## EXCERPTED TEXT
If you haven’t bought a house already, consider doing so as a source of equity and a place to live in retirement. If you have a mortgage, periodically compare your interest rate to current market rates. If current rates are lower, you may want to consider refinancing. Also consider the amount you will save if refinancing. After all, a 1% drop in interest rates will save you much more on a $500,000 mortgage than one for $100,000.
As you get closer to retirement, consider reducing stock investments and adding more conservative, income-producing investments. Possible portfolio: 50 to 70 percent in stocks or stock mutual funds and most of the rest in CDs, bonds, bond funds or money market accounts.
As you enter your 60s, Deborah Fowles recommends that you continue to fine-tune your projections and your asset allocations. Obtain an estimate of your Social Security benefits from the Social Security Administration based on your expected retirement date. Benefits are reduced if you take early retirement. Research your Medicare options and be sure to enroll by the time you reach age 65. If you retire before the age of 65, be sure you have medical insurance to cover you until you’re eligible for Medicare.
Fowles says now is the time to start thinking about how you’ll take your retirement assets. Will you consolidate all of your investments for easy record keeping? Will you take a lump sum distribution or an annuity? Because the order in which you withdraw your funds (whether you withdraw interest, dividends, or capital gains first) can have a significant impact on taxes, it may be wise to consult a tax advisor before making this decision.

## WHAT YOU SHOULD DO
Do these statements agree with the retirement-planning text? Answer yes or no for each, and quote the words from the text that decide it.
(a) The text advises enrolling in Medicare by age 65.
(b) The suggested portfolio puts 80 to 90 percent in stocks.
(c) Taking early retirement increases Social Security benefits.
The items that follow are not needed for the task on this retirement-planning text.

## GIVEN INFORMATION
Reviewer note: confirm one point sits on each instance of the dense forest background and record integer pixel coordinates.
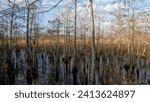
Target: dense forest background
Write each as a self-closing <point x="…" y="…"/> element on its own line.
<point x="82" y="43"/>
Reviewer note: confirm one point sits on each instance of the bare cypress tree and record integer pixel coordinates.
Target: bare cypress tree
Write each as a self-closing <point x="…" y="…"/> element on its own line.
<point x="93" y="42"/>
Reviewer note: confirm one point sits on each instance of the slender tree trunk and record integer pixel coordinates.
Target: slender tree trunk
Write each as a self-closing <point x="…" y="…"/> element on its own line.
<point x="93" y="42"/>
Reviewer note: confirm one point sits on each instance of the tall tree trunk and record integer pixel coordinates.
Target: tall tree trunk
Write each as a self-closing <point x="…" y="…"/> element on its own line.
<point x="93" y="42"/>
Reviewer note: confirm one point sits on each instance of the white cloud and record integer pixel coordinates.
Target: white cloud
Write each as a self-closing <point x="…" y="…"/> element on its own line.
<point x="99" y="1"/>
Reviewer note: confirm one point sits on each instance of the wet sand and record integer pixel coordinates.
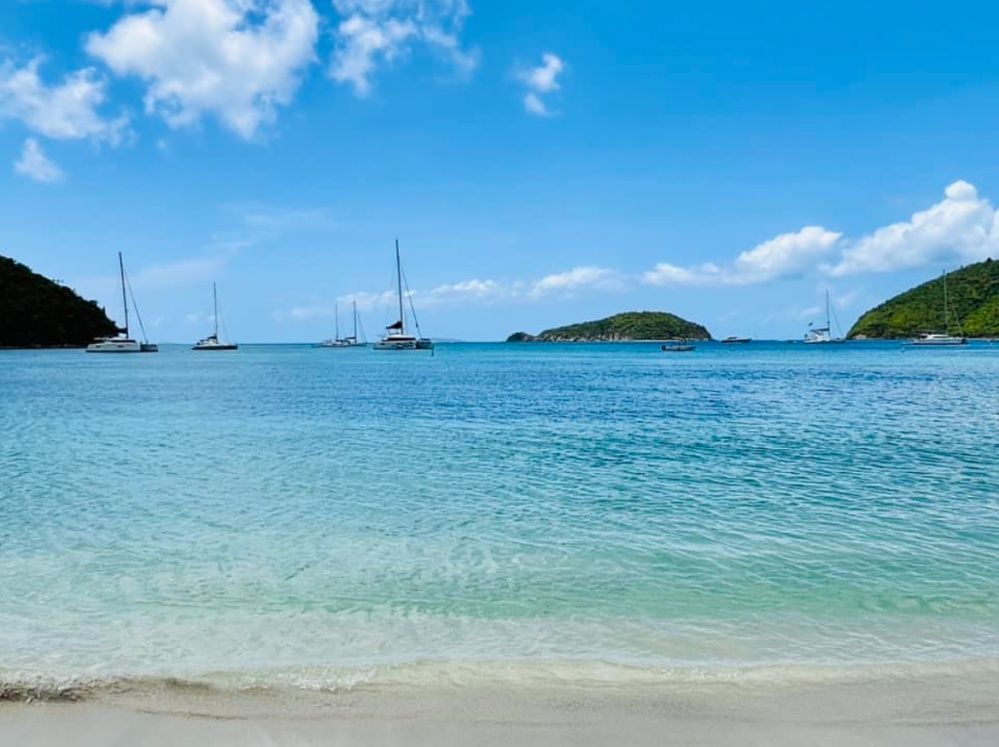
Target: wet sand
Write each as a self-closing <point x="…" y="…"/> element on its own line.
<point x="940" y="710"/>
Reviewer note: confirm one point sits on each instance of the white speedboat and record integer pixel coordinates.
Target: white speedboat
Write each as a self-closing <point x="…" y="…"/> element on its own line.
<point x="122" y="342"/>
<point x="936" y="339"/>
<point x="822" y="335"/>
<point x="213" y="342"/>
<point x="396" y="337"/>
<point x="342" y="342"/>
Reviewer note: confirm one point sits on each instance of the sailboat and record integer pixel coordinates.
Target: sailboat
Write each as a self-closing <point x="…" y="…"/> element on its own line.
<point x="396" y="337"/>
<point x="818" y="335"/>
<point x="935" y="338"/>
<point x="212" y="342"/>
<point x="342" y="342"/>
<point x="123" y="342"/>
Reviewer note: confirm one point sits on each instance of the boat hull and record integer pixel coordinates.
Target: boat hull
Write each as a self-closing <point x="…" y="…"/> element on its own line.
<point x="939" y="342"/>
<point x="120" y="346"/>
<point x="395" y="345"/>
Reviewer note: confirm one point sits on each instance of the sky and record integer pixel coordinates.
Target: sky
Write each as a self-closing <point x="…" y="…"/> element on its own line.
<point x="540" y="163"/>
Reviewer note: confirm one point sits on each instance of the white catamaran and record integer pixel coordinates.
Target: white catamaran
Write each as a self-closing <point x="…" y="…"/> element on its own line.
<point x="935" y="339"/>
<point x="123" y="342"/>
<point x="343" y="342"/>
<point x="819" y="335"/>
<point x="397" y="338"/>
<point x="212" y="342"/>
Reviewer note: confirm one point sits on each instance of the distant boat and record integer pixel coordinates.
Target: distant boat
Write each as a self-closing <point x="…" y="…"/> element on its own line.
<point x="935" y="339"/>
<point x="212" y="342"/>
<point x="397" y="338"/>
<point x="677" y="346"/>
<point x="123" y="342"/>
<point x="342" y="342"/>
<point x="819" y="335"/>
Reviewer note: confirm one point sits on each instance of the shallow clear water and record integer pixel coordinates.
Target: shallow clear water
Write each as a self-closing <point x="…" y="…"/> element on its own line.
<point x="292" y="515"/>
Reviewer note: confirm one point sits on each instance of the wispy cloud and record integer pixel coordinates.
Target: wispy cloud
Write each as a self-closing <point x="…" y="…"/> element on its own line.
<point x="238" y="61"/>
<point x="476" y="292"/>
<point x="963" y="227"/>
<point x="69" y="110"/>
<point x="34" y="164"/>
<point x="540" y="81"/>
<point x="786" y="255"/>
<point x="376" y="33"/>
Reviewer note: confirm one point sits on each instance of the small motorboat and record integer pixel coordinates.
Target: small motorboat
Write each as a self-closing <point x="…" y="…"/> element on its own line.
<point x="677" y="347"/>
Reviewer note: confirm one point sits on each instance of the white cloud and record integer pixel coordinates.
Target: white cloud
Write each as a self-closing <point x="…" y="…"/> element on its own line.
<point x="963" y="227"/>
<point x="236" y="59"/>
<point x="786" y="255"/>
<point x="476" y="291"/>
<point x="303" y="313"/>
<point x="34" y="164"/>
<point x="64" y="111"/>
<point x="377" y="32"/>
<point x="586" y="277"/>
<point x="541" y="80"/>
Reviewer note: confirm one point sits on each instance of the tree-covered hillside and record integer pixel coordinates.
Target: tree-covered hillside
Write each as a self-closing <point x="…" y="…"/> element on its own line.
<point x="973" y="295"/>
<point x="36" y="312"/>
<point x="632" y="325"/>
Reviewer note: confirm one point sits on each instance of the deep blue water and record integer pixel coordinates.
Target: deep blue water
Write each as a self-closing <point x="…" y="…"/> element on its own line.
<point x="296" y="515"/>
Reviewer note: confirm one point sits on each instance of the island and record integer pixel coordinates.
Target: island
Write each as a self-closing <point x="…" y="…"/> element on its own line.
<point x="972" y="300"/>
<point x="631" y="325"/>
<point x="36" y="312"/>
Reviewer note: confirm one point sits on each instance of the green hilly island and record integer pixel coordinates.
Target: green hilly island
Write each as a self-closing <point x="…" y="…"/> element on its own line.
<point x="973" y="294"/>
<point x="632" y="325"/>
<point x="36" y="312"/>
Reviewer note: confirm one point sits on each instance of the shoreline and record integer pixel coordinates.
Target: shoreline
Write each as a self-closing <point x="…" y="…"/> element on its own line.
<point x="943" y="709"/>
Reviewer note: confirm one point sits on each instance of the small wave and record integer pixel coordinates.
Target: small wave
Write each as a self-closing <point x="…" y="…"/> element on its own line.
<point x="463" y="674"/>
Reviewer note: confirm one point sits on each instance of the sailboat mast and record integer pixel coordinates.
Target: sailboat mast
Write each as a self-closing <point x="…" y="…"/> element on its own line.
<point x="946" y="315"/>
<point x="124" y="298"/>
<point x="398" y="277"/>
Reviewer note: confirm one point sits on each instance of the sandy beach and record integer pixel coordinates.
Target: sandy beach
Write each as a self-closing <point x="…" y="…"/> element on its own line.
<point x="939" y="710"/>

## EXPECTED OUTPUT
(a) Yes: "be sure to enroll by the time you reach age 65"
(b) No: "50 to 70 percent in stocks or stock mutual funds"
(c) No: "Benefits are reduced if you take early retirement."